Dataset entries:
+===+

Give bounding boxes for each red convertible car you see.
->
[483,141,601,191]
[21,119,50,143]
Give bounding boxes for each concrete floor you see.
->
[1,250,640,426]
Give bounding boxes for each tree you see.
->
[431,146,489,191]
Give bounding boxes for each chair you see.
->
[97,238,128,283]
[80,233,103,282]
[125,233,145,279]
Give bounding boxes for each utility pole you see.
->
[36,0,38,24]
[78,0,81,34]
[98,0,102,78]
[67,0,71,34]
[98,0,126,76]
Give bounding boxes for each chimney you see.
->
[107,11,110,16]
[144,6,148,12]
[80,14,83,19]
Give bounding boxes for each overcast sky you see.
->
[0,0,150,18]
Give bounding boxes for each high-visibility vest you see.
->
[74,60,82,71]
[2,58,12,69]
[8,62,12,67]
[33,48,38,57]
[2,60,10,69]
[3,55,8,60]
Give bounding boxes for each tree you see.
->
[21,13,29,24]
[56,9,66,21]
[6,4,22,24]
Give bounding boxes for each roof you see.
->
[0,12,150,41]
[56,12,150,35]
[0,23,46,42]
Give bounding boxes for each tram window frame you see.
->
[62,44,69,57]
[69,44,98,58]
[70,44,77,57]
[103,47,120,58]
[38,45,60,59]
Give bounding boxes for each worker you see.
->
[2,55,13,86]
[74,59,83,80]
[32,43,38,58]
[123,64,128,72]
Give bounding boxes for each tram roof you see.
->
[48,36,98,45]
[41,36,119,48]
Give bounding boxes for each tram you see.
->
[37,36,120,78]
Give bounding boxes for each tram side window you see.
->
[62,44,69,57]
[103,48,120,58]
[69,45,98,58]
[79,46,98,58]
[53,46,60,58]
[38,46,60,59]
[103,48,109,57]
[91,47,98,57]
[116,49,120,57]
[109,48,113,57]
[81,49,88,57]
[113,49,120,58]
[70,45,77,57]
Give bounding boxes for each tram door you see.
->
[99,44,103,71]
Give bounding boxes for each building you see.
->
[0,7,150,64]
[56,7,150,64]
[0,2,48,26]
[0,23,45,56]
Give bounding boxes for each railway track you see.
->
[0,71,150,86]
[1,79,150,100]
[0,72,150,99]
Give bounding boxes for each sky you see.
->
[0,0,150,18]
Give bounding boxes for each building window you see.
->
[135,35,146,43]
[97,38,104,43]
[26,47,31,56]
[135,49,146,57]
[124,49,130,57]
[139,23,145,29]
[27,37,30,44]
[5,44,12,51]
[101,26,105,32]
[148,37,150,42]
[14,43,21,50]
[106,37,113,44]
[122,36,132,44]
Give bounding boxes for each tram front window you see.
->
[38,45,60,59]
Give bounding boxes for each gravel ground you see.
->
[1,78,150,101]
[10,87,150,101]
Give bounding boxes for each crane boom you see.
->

+===+

The records above should be copied out again in full, exactly as they appear.

Exercise result:
Give bounding boxes for each red convertible car you see.
->
[483,141,601,191]
[21,119,50,143]
Give bounding boxes for each concrete floor you see.
->
[1,250,640,426]
Give bounding boxes for each tree you see.
->
[431,146,489,191]
Give bounding boxes for each chair you see.
->
[97,238,128,283]
[80,233,103,282]
[125,233,145,279]
Give bounding boxes for each utility pole you see.
->
[36,0,38,24]
[78,0,81,34]
[98,0,102,78]
[67,0,71,34]
[98,0,126,76]
Give bounding boxes for each chimney you see.
->
[107,11,110,16]
[144,6,148,12]
[80,14,83,19]
Give bounding boxes for each overcast sky you see.
->
[0,0,150,18]
Give bounding boxes for each high-visibility vest you see.
->
[74,60,82,71]
[2,58,12,69]
[8,62,12,67]
[33,48,38,57]
[2,60,10,69]
[3,55,8,60]
Give bounding boxes for each tree you see.
->
[21,13,29,24]
[56,9,66,21]
[6,4,22,24]
Give bounding boxes for each roof you see.
->
[0,12,150,41]
[56,12,150,35]
[0,23,46,42]
Give bounding boxes for each tram window frame you see.
->
[62,44,69,57]
[69,44,98,58]
[70,44,77,57]
[103,47,120,58]
[38,45,60,59]
Give bounding boxes for each worker you see.
->
[2,55,13,86]
[74,59,83,80]
[32,43,38,58]
[123,64,128,72]
Give bounding boxes for each tram roof you see.
->
[48,36,98,45]
[41,36,119,48]
Give bounding boxes for each tram you see.
->
[37,36,120,78]
Give bounding boxes for each tram side window you see.
->
[62,44,69,57]
[103,48,120,58]
[69,45,98,58]
[79,46,98,58]
[53,46,60,58]
[38,46,60,59]
[103,48,109,57]
[91,47,98,57]
[116,49,120,57]
[109,48,113,57]
[81,49,88,57]
[113,49,120,58]
[70,45,77,57]
Give bounding boxes for each tram door you see.
->
[99,44,103,71]
Give bounding boxes for each building you see.
->
[0,7,150,64]
[56,7,150,64]
[0,2,48,26]
[0,23,45,56]
Give bounding boxes for each railway track you see.
->
[0,71,150,86]
[1,79,150,100]
[0,72,150,99]
Give bounding boxes for each sky you see.
->
[0,0,150,18]
Give bounding boxes for each building window you see.
->
[135,35,146,43]
[97,38,104,43]
[26,47,31,56]
[135,49,146,57]
[124,49,130,57]
[139,23,145,29]
[27,37,30,44]
[5,44,12,51]
[101,26,105,32]
[148,37,150,42]
[14,43,21,50]
[106,37,113,44]
[122,36,132,44]
Give bounding boxes for each tram front window you see.
->
[38,45,60,59]
Give bounding boxes for each gravel ground you see.
->
[1,78,150,101]
[10,87,150,101]
Give bounding boxes for each crane boom you see.
->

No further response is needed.